= Documento di origine =
DATEGLI LA MOTO GIUSTA E VALE ROSSI VI (RI)SOLLEVERÀ IL MONDO
Alessandro Pasini per "Il Corriere della Sera"
Datemi una moto e vi solleverò il mondo. Era un concetto molto semplice, Archimede/Valentino lo aveva ripetuto per tutti i due anni trascorsi in Ducati eppure molti avevano cominciato a non credergli: ma come, dicevano, l'uomo che nel 2004, passando dalla Honda alla Yamaha, ha dimostrato che è il pilota a fare la differenza adesso si lamenta di non avere una moto buona? Che contraddizione. Che trasformismo da politico mediocre. Che caduta di stile per un nove volte campione del mondo. Anzi, già che ci siamo, siamo sicuri che quel palmarès valga così tanto come dicono i suoi agiografi?

= Compito da svolgere =
Riproduci parola per parola l'intero articolo su Valentino Rossi che si trova qui sopra.

Righe di origine:
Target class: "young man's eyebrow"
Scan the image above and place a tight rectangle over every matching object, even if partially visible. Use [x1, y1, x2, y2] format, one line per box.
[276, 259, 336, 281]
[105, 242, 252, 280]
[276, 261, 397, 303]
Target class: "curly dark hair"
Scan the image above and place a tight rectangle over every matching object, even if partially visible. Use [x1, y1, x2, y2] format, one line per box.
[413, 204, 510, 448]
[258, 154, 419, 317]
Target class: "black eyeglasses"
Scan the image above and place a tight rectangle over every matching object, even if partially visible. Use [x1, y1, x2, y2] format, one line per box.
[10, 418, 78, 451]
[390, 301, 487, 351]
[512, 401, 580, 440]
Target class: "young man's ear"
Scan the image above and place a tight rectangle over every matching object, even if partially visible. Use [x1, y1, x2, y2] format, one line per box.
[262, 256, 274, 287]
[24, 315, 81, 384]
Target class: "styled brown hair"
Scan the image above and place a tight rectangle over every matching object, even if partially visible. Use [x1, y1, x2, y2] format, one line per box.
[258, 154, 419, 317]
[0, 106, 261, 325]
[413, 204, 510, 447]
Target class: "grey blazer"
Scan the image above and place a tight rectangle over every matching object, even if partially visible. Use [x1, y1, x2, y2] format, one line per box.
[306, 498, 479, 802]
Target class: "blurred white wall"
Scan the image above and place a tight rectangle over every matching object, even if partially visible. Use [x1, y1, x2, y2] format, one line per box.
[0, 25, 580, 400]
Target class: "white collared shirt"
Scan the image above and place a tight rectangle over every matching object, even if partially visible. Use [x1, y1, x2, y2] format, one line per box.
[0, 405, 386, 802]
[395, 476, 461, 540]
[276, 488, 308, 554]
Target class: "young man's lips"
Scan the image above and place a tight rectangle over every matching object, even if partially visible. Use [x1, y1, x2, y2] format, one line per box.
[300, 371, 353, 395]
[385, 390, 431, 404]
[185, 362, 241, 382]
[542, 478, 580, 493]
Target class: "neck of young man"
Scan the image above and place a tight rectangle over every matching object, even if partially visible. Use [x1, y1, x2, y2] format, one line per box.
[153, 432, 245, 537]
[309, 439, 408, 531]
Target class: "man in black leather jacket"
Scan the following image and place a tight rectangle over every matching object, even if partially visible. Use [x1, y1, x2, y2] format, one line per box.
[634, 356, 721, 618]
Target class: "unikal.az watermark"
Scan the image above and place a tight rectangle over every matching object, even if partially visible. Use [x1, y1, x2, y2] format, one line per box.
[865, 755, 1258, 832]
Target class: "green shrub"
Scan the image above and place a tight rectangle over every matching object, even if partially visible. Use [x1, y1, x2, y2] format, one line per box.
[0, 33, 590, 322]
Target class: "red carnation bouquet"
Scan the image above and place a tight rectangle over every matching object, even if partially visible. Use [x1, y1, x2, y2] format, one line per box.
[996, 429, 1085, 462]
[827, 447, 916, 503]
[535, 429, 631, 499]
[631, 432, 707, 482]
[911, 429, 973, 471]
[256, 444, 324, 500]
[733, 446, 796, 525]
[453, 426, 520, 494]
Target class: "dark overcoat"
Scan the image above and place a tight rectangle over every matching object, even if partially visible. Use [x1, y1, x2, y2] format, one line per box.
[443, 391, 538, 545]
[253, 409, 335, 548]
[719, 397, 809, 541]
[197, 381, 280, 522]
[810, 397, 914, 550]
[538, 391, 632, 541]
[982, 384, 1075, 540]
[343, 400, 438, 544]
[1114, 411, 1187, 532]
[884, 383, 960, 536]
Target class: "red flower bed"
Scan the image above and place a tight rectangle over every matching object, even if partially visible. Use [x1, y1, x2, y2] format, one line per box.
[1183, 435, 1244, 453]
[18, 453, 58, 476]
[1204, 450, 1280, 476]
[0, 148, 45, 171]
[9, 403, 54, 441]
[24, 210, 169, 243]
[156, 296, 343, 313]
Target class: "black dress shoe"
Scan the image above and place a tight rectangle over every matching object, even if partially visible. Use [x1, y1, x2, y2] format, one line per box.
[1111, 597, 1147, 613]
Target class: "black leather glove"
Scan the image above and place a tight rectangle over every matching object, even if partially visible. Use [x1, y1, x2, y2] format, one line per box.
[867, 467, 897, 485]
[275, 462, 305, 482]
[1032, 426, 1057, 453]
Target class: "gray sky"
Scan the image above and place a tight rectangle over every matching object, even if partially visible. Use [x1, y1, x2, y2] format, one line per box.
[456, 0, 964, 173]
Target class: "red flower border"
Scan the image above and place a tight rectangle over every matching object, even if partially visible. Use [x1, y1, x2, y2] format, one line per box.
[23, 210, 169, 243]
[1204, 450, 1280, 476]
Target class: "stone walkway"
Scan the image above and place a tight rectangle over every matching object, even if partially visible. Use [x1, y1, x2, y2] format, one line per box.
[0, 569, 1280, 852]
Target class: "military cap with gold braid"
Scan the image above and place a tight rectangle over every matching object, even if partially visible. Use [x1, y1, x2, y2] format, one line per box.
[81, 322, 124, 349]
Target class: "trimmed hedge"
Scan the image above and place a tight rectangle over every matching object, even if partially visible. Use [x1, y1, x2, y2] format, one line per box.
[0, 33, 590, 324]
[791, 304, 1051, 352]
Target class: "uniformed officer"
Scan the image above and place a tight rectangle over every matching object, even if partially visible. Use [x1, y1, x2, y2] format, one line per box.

= Risposta al compito =
DATEGLI LA MOTO GIUSTA E VALE ROSSI VI (RI)SOLLEVERÀ IL MONDO
Alessandro Pasini per "Il Corriere della Sera"
Datemi una moto e vi solleverò il mondo. Era un concetto molto semplice, Archimede/Valentino lo aveva ripetuto per tutti i due anni trascorsi in Ducati eppure molti avevano cominciato a non credergli: ma come, dicevano, l'uomo che nel 2004, passando dalla Honda alla Yamaha, ha dimostrato che è il pilota a fare la differenza adesso si lamenta di non avere una moto buona? Che contraddizione. Che trasformismo da politico mediocre. Che caduta di stile per un nove volte campione del mondo. Anzi, già che ci siamo, siamo sicuri che quel palmarès valga così tanto come dicono i suoi agiografi?